WHAT IS ASKED -> Reproduce the entries word for word, starting at the line that contains "In the photograph above, where can the gray" and ending with the line that contains "(1182, 188)", both included.

Excerpts from a dataset on pointing to objects:

────────

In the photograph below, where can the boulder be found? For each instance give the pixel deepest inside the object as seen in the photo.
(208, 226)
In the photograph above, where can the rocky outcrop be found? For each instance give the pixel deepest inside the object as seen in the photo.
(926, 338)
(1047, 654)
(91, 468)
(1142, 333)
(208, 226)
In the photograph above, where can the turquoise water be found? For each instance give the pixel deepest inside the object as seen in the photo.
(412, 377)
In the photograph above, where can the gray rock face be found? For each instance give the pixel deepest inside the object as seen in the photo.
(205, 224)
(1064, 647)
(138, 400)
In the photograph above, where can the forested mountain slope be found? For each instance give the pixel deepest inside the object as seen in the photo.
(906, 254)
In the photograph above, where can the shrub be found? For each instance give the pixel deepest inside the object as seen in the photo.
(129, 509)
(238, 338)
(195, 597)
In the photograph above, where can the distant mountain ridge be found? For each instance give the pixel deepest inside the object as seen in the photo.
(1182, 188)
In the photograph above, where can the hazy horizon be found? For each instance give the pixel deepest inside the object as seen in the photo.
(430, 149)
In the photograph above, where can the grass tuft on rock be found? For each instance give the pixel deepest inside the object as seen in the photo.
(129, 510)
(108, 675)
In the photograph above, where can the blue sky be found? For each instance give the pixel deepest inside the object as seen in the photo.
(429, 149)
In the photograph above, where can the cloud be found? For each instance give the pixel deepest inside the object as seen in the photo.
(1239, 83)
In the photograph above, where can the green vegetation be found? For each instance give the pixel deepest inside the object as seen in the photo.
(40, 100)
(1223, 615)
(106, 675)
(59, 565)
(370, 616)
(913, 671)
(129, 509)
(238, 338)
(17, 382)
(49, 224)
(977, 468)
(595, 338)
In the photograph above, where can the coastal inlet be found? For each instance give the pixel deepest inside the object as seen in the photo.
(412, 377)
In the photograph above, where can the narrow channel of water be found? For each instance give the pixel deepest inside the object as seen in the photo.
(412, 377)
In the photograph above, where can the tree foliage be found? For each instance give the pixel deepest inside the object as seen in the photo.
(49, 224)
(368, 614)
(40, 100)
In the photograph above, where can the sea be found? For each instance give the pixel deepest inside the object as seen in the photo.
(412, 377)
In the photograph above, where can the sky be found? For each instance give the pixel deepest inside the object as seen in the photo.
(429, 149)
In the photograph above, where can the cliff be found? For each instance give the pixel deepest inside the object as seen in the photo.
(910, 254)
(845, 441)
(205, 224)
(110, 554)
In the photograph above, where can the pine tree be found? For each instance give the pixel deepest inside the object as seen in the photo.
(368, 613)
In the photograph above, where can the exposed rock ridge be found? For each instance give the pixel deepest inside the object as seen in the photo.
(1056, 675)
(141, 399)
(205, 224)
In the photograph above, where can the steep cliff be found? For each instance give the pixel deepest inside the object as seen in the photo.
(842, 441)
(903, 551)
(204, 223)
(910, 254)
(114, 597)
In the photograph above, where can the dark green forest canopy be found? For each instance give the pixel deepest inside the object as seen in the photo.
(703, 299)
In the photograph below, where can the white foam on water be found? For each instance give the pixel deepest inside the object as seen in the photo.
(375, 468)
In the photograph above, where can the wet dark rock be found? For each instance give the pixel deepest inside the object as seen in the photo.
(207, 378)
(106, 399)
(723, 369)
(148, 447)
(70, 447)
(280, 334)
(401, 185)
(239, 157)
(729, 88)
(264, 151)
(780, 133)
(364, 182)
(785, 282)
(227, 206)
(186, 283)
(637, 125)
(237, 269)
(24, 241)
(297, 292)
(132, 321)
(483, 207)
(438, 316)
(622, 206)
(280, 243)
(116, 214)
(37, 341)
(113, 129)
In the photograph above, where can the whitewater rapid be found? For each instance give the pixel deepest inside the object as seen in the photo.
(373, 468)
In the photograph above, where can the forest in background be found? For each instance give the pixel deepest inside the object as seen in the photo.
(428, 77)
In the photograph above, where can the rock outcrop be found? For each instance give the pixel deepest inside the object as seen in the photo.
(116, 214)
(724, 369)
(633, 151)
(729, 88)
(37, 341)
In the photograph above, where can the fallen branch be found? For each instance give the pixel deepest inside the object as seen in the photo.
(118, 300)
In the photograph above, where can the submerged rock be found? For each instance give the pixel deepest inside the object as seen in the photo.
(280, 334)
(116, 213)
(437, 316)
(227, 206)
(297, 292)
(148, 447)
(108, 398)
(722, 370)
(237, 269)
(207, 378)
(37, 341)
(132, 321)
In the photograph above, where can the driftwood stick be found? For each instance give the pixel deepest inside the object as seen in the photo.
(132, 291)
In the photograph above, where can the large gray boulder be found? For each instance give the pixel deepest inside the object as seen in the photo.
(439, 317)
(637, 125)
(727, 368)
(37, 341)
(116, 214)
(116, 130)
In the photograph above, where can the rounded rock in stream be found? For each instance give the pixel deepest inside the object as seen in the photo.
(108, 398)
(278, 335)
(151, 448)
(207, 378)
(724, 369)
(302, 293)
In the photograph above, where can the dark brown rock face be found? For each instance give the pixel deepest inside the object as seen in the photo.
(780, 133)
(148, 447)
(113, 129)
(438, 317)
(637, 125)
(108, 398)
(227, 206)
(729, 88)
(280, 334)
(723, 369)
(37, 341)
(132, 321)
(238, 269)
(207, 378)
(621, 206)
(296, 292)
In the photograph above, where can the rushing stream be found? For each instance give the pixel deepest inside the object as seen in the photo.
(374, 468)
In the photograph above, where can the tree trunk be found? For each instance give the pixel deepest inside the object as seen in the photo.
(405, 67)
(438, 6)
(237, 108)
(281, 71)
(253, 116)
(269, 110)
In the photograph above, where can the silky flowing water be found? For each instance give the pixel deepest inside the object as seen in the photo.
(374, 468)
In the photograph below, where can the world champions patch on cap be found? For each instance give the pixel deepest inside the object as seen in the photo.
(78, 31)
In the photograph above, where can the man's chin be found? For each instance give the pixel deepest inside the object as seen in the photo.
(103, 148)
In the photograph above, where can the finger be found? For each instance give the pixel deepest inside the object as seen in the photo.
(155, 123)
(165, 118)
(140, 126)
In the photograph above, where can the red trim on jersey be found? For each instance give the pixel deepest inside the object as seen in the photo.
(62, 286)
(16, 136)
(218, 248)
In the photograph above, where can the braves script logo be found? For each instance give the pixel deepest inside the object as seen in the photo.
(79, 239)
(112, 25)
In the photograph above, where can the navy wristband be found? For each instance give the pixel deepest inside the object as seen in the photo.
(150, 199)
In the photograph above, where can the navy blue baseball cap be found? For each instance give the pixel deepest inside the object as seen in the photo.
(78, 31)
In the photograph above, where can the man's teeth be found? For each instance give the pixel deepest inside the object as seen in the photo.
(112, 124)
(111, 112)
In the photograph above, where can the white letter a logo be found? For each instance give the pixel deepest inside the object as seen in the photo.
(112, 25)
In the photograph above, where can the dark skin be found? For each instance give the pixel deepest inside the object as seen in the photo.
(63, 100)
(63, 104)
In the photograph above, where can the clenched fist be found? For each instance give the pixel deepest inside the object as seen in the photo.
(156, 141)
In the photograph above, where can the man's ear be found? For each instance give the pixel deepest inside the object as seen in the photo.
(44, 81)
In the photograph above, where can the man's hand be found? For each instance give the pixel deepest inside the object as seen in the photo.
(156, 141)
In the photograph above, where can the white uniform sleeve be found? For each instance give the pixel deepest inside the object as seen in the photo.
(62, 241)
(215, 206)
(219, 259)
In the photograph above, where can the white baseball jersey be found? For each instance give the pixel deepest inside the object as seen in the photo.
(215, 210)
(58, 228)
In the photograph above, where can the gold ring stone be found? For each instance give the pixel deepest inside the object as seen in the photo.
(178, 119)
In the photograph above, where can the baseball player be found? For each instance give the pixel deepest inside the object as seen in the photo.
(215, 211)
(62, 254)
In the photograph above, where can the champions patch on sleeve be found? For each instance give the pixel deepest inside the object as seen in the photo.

────────

FINISHED TASK ->
In the photograph above, where can the gray rock face be found? For each instance give the pixel deepest inside the object as seen in the photo.
(205, 224)
(1064, 647)
(138, 400)
In the photograph above, where can the forested mountain slope be found? For each instance give the pixel deepest inside the object as seen in the photo.
(906, 254)
In the photograph above, where can the shrub be found? For each instance give the pixel deepest inside the object as seen in the photo.
(129, 509)
(238, 338)
(195, 597)
In the photograph above, where can the distant mountain ridge be found? For each instance give the pixel deepest inside the object as seen in the photo.
(1182, 188)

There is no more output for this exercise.